> **Problem statement**:
Put every line of the entries below into a JSON list of strings, with one string per line and blank lines left out.

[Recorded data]
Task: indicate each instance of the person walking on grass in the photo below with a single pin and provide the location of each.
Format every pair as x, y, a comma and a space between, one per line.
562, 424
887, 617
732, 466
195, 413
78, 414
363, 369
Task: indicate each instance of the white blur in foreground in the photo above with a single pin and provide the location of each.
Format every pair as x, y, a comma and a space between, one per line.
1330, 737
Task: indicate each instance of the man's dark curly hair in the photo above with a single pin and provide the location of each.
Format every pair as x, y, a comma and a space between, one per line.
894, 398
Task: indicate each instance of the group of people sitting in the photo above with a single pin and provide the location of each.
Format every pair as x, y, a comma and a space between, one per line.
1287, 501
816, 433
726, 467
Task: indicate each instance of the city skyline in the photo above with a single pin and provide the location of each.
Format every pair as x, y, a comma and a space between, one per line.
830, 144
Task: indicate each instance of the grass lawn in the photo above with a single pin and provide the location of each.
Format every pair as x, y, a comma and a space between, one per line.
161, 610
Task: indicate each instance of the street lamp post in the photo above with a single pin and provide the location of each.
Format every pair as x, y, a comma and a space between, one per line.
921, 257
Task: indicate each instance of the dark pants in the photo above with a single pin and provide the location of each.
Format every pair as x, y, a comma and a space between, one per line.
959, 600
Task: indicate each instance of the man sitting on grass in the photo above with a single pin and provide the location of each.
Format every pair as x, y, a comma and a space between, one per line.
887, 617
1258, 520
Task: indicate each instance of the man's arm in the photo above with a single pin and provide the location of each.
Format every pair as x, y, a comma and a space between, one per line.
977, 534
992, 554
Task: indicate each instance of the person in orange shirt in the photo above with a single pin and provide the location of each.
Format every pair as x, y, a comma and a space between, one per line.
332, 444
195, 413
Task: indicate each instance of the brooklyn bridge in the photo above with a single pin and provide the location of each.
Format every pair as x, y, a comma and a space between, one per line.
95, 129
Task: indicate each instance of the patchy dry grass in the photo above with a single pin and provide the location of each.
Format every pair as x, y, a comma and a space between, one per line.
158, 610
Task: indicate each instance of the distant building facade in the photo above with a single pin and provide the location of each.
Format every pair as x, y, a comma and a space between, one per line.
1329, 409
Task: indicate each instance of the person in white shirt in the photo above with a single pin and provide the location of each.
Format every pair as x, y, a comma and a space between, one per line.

> **The completed task**:
[
  "Task: indicate each instance of the person walking on grass in the photo below with a single pin and provide the location of each.",
  "Format every pair as x, y, a comma and a space between, one per line.",
  "562, 424",
  "887, 617",
  "732, 466",
  "195, 413",
  "78, 414",
  "363, 369",
  "Task: indicate each instance of the white blur in foreground in the photo above with a single pin and provide the location of each.",
  "Format every pair as x, y, a comma and a space between, one per line.",
  "1330, 737",
  "Task: indicate each instance of the man's dark curly hair in the photo above with a single pin and provide the location of each.",
  "Format every pair as x, y, a comma and a space between, one per line.",
  "894, 398",
  "Task: indicate each instance of the group of people sitting in the photo above with a single pin and provide the location of each.",
  "Format every pair as x, y, a comma and a space between, one per line.",
  "1287, 501",
  "816, 433",
  "726, 467",
  "Task: indicate each instance of the city skyline in the photo above with a single pin and provide the location of each.",
  "Format every pair as x, y, a comma and a space between, one per line.",
  "830, 144",
  "Task: indicate each instance of the grass lawn in the photo above with a single pin and provide the location of each.",
  "Format every pair as x, y, a comma and a space between, one per line.",
  "161, 610",
  "Task: indicate each instance of the street lamp post in the photo above with a single pin and provide the location of each.",
  "Format every pair as x, y, a comma and a space between, one per line.",
  "921, 257",
  "Task: indicate each instance of the dark pants in the photo above with a single pin and provide the location of each.",
  "Format every pair as x, y, a comma and a space between, one per line.",
  "959, 600",
  "Task: indicate each instance of the man sitting on grass in the photo above with a single pin and provide the location of each.",
  "Format every pair as x, y, a comma and a space between, one per line.",
  "887, 617",
  "1258, 520",
  "Task: indicate each instance of the man's arm in the photo above with a single pin and provide the location of each.",
  "Format every pair as x, y, a comma and a space between, one per line.",
  "977, 534",
  "992, 554",
  "Task: indicate each instance of the person in orange shirt in the photo above with a single pin and provide the location of each.",
  "Format every pair as x, y, a comma and a space between, one per line.",
  "332, 444",
  "195, 413",
  "Task: indicate each instance of the brooklyn bridge in the photo above with a single pin and provide the location of each.",
  "Format every pair as x, y, a comma and a space between, one per line.",
  "95, 129",
  "Task: indicate each instance of the patchy dry grass in the photo above with a single pin and provide the location of each.",
  "Format every pair as x, y, a comma and a space between, one per line.",
  "158, 610",
  "Task: indicate each instance of the distant building facade in the photo above with a single pin and provide the location of each.",
  "Format every pair as x, y, a comma and a space between, one per line.",
  "1329, 409",
  "Task: indicate each instance of the person in white shirt in the photo above with a single pin and provide the location of each.",
  "Format every pair as x, y, a comma and a space between, one per line."
]